* BEGIN EXTRACT *
A “typical” computer/tablet/smartphone setup makes a lot of assumptions about the abilities of the person using it. For example, it may assume they are able to see a screen, hear sound from a speaker, type on a keyboard, and manipulate a mouse. These assumptions are not always correct. When this is the case, people use “assistive technology” to access websites. Some examples include:

  • “Screen reader” software that reads web page text out loud for people who can’t see it on a screen.
  • Braille devices that present web page text for people who can neither see a screen nor hear spoken text.
  • Special keyboard navigation for people who have trouble controlling a mouse.
  • Voice command or eye tracking software for people who can’t use a mouse or a keyboard.

Assistive technology doesn’t only have to do with what we might consider a “disability”. It also includes, for example, automatic translators and “night modes” on cell phones.

We want our content to be available to all Oregonians. Plus, it is legally required to be accessible to all people regardless of ability. So, our website needs to work with all assistive technology.

Our team makes sure that the framework of the Extension website is accessible. This includes the navigation, search functionality, and other shared features. However, content authors need to help ensure that the content on the site is accessible as well.

For content authors, there are three main rules for accessible content:

  1. Make all content available as “true text” (i.e. highlightable with your mouse).
  2. Use text formatting correctly to provide structure and meaning to content.
  3. Don’t make assumptions about the technology visitors are using to access the content.

True Text Content

“True text” is text that you can highlight with a mouse. Screen readers cannot read any content that isn’t true text. That content is unavailable to people using them. Therefore, all content must be available as true text in some form.

Most of the content that you enter in the Extension website will be true text. There are only three situations where you need to worry about this:

  1. Images that contain text
  2. PDFs that contain scanned documents
  3. Videos and other multimedia

Images Containing Text

When an image contains text, it needs to be available as “true text” somewhere else on the page. The “Alternative Text” field exists for this purpose specifically if the text is not too long. Here is an article about writing alt text with some examples.

If the image conveys information without text, include a summary of that information. This can be in the page’s body text or the image’s caption or alternative text.

PDFs Containing Scanned Documents

Sometimes, when you scan a document, it comes to your computer as an image. This has all the same problems as other images. To test if a PDF contains true text, try to highlight the text inside it. If you can’t, you will need to recreate or fix the document. University of Washington has created a good article about fixing inaccessible PDFs.

Videos and Other Multimedia

In general, all videos should have captions at least and, ideally, a transcript. The transcript should include text shown in the video if it is not part of the transcribed speech.
* END EXTRACT *
* BEGIN DATA SECTION *
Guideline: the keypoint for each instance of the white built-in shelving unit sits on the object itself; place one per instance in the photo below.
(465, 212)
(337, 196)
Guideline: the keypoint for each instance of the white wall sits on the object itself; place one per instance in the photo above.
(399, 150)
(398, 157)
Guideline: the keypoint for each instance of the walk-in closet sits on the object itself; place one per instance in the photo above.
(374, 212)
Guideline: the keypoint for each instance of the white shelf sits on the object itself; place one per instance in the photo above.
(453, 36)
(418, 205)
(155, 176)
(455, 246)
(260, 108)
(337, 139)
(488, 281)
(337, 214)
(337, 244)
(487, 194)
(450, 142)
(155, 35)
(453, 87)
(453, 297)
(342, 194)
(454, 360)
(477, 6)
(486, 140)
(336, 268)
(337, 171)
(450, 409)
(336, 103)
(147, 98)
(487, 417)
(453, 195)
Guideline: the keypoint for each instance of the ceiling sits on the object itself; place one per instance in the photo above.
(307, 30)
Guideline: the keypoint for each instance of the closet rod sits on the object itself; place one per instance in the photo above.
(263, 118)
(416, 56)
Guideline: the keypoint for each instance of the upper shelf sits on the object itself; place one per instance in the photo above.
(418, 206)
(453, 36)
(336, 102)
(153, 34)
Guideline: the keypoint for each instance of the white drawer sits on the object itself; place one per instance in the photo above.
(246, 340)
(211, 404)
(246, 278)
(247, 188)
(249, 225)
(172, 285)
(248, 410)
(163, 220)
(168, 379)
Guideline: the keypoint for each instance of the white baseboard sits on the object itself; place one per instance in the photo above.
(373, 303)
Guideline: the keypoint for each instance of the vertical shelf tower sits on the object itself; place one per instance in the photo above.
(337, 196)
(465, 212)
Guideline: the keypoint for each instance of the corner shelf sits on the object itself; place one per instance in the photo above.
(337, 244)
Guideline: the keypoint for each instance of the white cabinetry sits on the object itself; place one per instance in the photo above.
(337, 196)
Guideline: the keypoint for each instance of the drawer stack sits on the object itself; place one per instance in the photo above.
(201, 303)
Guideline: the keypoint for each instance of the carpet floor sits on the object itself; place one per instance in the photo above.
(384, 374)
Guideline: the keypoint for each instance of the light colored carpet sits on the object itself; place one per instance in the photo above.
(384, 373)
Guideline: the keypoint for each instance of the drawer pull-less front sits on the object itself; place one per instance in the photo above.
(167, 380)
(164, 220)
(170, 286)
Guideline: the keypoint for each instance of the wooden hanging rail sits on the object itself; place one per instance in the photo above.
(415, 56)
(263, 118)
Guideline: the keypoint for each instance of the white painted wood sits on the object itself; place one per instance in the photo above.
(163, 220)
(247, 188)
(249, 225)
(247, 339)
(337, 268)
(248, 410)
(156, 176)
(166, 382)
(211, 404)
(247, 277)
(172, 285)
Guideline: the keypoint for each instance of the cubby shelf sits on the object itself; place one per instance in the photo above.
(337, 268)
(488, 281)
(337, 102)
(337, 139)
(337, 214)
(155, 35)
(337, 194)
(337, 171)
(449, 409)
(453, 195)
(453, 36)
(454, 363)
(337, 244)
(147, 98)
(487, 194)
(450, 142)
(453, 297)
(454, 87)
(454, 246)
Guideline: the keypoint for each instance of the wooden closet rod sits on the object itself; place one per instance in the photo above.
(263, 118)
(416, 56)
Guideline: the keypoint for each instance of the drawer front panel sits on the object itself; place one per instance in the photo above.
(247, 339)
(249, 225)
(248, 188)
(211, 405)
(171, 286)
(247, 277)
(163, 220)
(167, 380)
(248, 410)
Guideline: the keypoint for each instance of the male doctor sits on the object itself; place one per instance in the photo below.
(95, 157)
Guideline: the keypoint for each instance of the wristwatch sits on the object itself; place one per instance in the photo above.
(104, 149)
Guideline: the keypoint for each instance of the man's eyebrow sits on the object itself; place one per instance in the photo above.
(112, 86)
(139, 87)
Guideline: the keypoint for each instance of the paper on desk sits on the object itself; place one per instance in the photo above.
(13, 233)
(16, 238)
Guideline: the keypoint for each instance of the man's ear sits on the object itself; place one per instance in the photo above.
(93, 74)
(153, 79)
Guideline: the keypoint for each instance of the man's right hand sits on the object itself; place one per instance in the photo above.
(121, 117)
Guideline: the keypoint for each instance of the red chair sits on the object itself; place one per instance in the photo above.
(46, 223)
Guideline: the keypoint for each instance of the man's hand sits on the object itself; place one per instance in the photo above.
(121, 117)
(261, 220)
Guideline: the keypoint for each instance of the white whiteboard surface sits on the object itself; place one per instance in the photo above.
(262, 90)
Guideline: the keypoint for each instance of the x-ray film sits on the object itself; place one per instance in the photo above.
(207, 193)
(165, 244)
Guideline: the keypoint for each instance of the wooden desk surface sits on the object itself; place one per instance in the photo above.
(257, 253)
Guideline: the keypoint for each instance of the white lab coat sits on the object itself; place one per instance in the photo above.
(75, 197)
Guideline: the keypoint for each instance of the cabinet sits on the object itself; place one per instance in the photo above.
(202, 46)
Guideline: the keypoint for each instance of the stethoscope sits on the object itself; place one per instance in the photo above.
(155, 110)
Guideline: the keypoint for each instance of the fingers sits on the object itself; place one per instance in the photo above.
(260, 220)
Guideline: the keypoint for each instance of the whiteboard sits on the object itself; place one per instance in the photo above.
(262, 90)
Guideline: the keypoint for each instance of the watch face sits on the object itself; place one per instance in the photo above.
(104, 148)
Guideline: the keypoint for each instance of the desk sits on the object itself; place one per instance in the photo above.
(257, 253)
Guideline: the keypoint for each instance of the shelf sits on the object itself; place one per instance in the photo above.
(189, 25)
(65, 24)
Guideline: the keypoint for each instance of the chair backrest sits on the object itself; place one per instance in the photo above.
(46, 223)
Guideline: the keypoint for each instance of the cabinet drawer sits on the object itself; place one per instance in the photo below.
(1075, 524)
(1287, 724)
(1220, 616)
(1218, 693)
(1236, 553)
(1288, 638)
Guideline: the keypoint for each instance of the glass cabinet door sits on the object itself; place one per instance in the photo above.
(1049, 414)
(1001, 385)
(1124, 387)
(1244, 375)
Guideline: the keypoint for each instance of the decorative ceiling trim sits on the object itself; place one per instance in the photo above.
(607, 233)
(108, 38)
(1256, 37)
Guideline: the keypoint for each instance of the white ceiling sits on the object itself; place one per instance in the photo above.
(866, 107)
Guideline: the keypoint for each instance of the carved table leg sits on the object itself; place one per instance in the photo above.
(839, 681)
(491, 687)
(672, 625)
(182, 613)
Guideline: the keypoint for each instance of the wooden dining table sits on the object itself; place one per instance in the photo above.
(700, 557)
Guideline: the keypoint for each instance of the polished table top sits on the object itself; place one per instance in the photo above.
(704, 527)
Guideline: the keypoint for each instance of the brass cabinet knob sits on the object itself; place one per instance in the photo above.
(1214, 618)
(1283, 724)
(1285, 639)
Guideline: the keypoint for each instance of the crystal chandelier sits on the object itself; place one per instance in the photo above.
* END DATA SECTION *
## TO BE DONE
Set down the passage of the web accessibility guide from "PDFs Containing Scanned" through "the transcribed speech." word for word. This material was drawn from a separate source.

## TASK ANSWER
PDFs Containing Scanned Documents

Sometimes, when you scan a document, it comes to your computer as an image. This has all the same problems as other images. To test if a PDF contains true text, try to highlight the text inside it. If you can’t, you will need to recreate or fix the document. University of Washington has created a good article about fixing inaccessible PDFs.

Videos and Other Multimedia

In general, all videos should have captions at least and, ideally, a transcript. The transcript should include text shown in the video if it is not part of the transcribed speech.